* OBJECTIVE *
Reproduce every line of the items below, their wording included, rescaling each bounding-box coordinate in the answers by 0.75 and rounding to the nearest whole number, with halves rounded up. Leave the pictures out.

[start of DATA PROVIDED]

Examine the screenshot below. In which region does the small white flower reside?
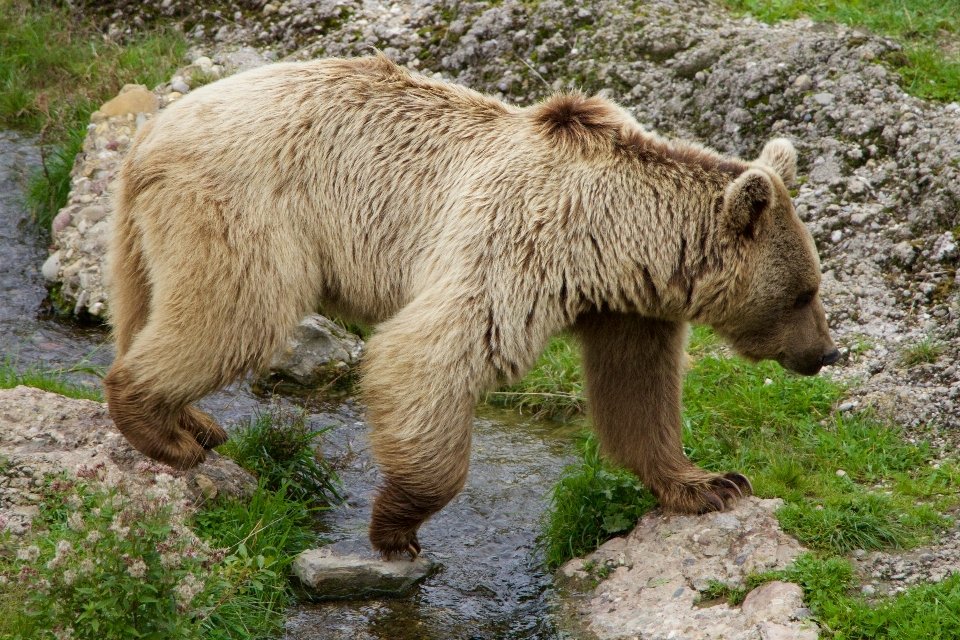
[67,511,87,533]
[174,573,203,609]
[127,558,147,578]
[17,544,40,564]
[160,551,180,569]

[end of DATA PROVIDED]

* TASK ANSWER *
Examine the screenshot below. In which region does the small white flower reside?
[50,383,65,400]
[131,430,152,457]
[95,419,110,434]
[13,408,30,423]
[120,413,135,427]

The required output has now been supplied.